* **Provided entries**
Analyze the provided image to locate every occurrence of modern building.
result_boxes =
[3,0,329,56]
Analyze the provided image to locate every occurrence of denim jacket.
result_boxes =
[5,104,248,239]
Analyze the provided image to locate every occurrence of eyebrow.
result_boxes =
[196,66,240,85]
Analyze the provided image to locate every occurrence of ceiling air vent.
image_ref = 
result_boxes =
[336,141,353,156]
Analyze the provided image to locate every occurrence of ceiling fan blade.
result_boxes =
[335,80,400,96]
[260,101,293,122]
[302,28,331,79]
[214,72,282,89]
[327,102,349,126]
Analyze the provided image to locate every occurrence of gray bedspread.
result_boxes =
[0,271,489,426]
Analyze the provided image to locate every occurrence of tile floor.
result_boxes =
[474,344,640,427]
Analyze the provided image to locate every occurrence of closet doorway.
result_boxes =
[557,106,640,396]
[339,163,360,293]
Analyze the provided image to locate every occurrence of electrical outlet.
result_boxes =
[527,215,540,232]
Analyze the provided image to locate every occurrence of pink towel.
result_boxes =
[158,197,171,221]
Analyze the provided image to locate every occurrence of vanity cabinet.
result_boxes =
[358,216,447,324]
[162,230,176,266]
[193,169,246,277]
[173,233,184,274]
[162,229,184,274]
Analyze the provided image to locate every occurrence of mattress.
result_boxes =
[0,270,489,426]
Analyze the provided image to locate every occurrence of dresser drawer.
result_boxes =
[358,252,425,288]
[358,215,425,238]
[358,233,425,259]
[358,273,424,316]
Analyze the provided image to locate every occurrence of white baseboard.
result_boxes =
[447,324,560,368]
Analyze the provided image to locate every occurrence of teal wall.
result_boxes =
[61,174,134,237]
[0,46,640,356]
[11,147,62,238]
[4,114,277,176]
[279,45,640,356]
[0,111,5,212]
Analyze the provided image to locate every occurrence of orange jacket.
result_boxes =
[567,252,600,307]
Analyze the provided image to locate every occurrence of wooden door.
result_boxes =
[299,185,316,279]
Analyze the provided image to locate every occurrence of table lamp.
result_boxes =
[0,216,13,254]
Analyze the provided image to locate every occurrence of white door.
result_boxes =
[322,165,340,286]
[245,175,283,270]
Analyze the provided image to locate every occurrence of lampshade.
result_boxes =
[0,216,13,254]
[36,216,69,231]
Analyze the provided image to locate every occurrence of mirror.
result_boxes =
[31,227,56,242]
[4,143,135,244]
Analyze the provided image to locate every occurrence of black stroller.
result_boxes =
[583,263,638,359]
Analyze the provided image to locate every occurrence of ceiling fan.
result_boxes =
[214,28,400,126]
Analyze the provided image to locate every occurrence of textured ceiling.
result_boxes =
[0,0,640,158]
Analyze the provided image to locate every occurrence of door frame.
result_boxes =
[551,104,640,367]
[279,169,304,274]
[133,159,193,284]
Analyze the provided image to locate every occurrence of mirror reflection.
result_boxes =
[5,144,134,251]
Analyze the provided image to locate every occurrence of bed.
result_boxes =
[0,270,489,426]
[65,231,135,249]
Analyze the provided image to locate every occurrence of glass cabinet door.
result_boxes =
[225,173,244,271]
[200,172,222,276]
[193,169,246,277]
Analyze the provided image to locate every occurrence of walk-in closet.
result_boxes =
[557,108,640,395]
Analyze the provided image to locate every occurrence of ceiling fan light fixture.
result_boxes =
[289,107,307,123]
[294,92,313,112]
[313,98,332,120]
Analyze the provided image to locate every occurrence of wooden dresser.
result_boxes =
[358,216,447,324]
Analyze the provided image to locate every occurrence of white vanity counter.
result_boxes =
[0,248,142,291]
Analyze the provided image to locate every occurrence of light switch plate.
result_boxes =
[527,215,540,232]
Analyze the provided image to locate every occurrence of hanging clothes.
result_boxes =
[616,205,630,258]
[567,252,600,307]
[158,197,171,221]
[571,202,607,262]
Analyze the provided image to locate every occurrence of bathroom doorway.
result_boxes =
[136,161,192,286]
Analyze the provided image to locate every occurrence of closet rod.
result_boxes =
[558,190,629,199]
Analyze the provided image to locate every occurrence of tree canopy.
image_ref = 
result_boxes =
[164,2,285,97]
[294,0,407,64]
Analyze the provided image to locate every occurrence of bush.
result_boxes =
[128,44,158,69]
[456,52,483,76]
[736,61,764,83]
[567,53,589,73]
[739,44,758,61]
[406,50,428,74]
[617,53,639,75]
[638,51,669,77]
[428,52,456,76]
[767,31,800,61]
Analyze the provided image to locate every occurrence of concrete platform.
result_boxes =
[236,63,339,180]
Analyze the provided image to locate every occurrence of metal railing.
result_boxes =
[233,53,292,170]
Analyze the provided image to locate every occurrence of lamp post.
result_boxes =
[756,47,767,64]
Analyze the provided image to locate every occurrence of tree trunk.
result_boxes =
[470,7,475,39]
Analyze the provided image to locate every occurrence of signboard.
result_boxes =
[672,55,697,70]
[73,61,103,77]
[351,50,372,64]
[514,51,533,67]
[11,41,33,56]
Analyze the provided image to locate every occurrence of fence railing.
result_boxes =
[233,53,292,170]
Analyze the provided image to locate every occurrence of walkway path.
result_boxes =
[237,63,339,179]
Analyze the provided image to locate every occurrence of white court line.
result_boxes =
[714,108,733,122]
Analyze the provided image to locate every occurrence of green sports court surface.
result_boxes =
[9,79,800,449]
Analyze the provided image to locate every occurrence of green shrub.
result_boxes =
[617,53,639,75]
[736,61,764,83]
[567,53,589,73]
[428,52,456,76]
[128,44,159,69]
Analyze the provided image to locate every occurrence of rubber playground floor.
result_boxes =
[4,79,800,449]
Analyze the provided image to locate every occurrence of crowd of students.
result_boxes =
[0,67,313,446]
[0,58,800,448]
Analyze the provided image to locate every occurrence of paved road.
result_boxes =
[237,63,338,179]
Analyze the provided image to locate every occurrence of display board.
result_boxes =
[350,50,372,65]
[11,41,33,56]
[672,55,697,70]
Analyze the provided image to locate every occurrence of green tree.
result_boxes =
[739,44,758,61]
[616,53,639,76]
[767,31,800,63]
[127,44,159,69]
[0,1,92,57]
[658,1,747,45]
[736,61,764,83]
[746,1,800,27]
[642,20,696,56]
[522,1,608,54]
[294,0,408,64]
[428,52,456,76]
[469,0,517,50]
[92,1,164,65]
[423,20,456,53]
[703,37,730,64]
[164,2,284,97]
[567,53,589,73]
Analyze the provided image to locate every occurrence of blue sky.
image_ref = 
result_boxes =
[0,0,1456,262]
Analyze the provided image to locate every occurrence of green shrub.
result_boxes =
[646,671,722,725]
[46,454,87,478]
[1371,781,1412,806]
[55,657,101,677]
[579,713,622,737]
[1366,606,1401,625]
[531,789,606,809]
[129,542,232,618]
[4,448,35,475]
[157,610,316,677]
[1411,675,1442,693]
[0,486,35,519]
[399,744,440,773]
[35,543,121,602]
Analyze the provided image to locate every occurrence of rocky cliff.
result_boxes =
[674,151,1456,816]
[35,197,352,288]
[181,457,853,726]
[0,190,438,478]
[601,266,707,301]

* **Set problem**
Please revise the listing above by replacing every "result_boxes" with "detected_boxes" and leaving the rest unchanged.

* **Correct answer**
Analyze the provided image to locate every occurrence of modern building.
detected_boxes =
[3,0,329,56]
Analyze the provided image to locate every occurrence of denim jacket.
detected_boxes =
[5,104,248,239]
Analyze the provided image to locate every occurrence of eyebrow.
detected_boxes =
[196,66,240,85]
Analyze the provided image to locate every occurrence of ceiling air vent.
image_ref = 
detected_boxes =
[336,141,353,156]
Analyze the provided image to locate every occurrence of ceiling fan blade.
detected_boxes =
[335,80,400,96]
[260,101,293,122]
[302,28,331,79]
[214,72,282,89]
[327,102,349,126]
Analyze the provided image to locate every occurrence of gray bedspread.
detected_boxes =
[0,271,489,426]
Analyze the provided image to locate every occurrence of tile floor.
detected_boxes =
[474,344,640,427]
Analyze the provided image to locate every occurrence of closet doorway.
detected_boxes =
[557,106,640,396]
[339,163,360,293]
Analyze the provided image to locate every occurrence of electrical outlet.
detected_boxes =
[527,215,540,232]
Analyze the provided image to locate every occurrence of pink towel.
detected_boxes =
[158,197,171,221]
Analyze the provided image to locate every occurrence of vanity cabinet.
detected_boxes =
[358,216,447,324]
[162,230,176,266]
[193,169,246,277]
[173,233,184,274]
[162,229,184,274]
Analyze the provided image to locate every occurrence of mattress.
detected_boxes =
[0,270,489,426]
Analyze the provided image to locate every occurrence of dresser drawer.
detected_boxes =
[358,252,425,288]
[358,215,425,238]
[358,233,425,259]
[358,273,424,316]
Analyze the provided image to locate every occurrence of white baseboard.
detected_boxes =
[447,324,560,368]
Analyze the provided image to locate every occurrence of teal wall.
detected_boxes =
[61,174,134,237]
[0,46,640,356]
[11,147,62,238]
[4,114,277,176]
[279,45,640,356]
[0,111,5,212]
Analyze the provided image to locate every occurrence of orange jacket.
detected_boxes =
[567,252,600,307]
Analyze the provided image to locate every occurrence of wooden door.
detected_boxes =
[299,185,316,279]
Analyze the provided image to locate every occurrence of table lamp.
detected_boxes =
[0,216,13,254]
Analyze the provided image to locate every occurrence of white door.
detected_boxes =
[322,165,340,286]
[245,175,283,270]
Analyze the provided image to locate every occurrence of lampshade.
detected_boxes =
[0,216,13,254]
[36,216,69,231]
Analyze the provided image to locate every occurrence of mirror.
detected_boxes =
[31,227,56,242]
[4,143,135,244]
Analyze the provided image to locate every occurrence of black stroller.
detected_boxes =
[583,263,638,359]
Analyze the provided image to locate every occurrence of ceiling fan.
detected_boxes =
[214,28,400,126]
Analyze the provided image to locate every occurrence of textured ceiling.
detected_boxes =
[0,0,640,158]
Analyze the provided image to locate every occurrence of door frame.
detected_boxes =
[551,104,640,367]
[279,169,304,274]
[133,159,193,284]
Analyze the provided image to locate every occurrence of mirror reflection.
detected_boxes =
[5,144,134,251]
Analyze the provided image to locate every occurrence of bed.
detected_boxes =
[0,270,489,426]
[65,231,135,249]
Analyze the provided image to locate every occurrence of glass cabinet door.
detected_boxes =
[225,173,244,271]
[200,172,222,276]
[193,169,246,277]
Analyze the provided image to locate every occurrence of walk-in closet.
detected_boxes =
[557,108,640,395]
Analyze the provided image to locate every occurrence of ceiling fan light fixture.
detected_boxes =
[289,107,307,123]
[294,92,313,112]
[313,98,332,120]
Analyze the provided image to locate every occurrence of wooden dresser.
detected_boxes =
[358,216,447,324]
Analyze the provided image to locate every occurrence of white vanity counter.
detected_boxes =
[0,248,142,291]
Analyze the provided image to locate every occurrence of light switch plate.
detected_boxes =
[527,215,540,232]
Analyze the provided image to locate every occurrence of hanging clothes.
detected_boxes =
[616,205,630,258]
[567,252,600,307]
[158,197,171,221]
[571,202,607,262]
Analyze the provided image to locate every occurrence of bathroom doorway.
detected_boxes =
[136,161,192,286]
Analyze the provided image to locate every occurrence of closet rod.
detected_boxes =
[558,190,629,199]
Analyze the provided image to locate every occurrence of tree canopy.
image_ref = 
detected_boxes =
[164,2,285,97]
[294,0,407,64]
Analyze the provided image to locate every occurrence of bush.
detected_boxes =
[128,44,158,69]
[456,52,483,76]
[736,61,764,83]
[567,53,589,73]
[739,44,758,61]
[406,50,428,74]
[617,53,639,75]
[638,51,669,77]
[428,52,456,76]
[767,31,800,61]
Analyze the provided image to locate every occurrence of concrete platform.
detected_boxes =
[236,63,339,180]
Analyze the provided image to locate every occurrence of metal railing.
detected_boxes =
[233,53,292,170]
Analyze the provided image to locate every occurrence of lamp post.
detected_boxes =
[756,47,767,64]
Analyze the provided image to locate every occurrence of tree trunk.
detected_boxes =
[470,7,475,39]
Analyze the provided image to locate every occurrence of signboard.
detected_boxes =
[672,55,697,70]
[73,61,103,77]
[351,50,372,64]
[514,51,533,67]
[11,41,33,56]
Analyze the provided image to locate every occurrence of fence railing.
detected_boxes =
[233,53,292,170]
Analyze the provided image to locate every occurrence of walkway path.
detected_boxes =
[237,63,339,179]
Analyze the provided image to locate every occurrence of white court line.
detected_boxes =
[714,108,733,122]
Analyze the provided image to locate every occurrence of green sports court surface.
detected_boxes =
[9,79,800,449]
Analyze the provided image to locate every occurrence of green shrub.
detected_boxes =
[617,53,639,75]
[736,61,764,83]
[567,53,589,73]
[428,52,456,76]
[128,44,159,69]
Analyze the provided image to locate every occurrence of rubber playground floor.
detected_boxes =
[4,79,800,449]
Analyze the provided image to locate every occurrence of crowd of students.
detected_boxes =
[0,67,313,446]
[0,58,800,448]
Analyze the provided image to locate every occurrence of paved road.
detected_boxes =
[237,63,338,179]
Analyze the provided image to locate every occurrence of display board.
detected_boxes =
[350,50,372,65]
[11,41,33,56]
[672,55,697,70]
Analyze the provided image to locate every occurrence of green tree.
detected_boxes =
[739,44,758,61]
[616,53,639,76]
[767,31,800,63]
[127,44,159,69]
[0,1,92,57]
[658,1,747,45]
[736,61,764,83]
[746,1,800,27]
[642,20,696,56]
[522,1,608,54]
[294,0,408,64]
[428,52,456,76]
[469,0,517,50]
[92,1,164,65]
[423,20,456,53]
[703,37,730,64]
[164,2,284,97]
[567,53,589,73]
Analyze the provided image to locate every occurrence of blue sky.
image_ref = 
detected_boxes =
[0,0,1456,262]
Analyze the provided image to locate every occurrence of green shrub.
detected_boxes =
[646,671,722,725]
[46,454,87,478]
[1371,781,1412,806]
[55,657,101,677]
[579,713,622,737]
[1366,606,1401,625]
[531,789,606,809]
[129,542,232,618]
[4,448,35,475]
[157,610,316,677]
[1411,675,1442,693]
[0,486,35,519]
[399,744,440,773]
[35,543,121,602]
Analyze the provided image to locate every occurrence of rocky cliff.
detected_boxes =
[674,151,1456,816]
[35,197,352,288]
[181,457,853,726]
[0,190,438,478]
[601,266,707,301]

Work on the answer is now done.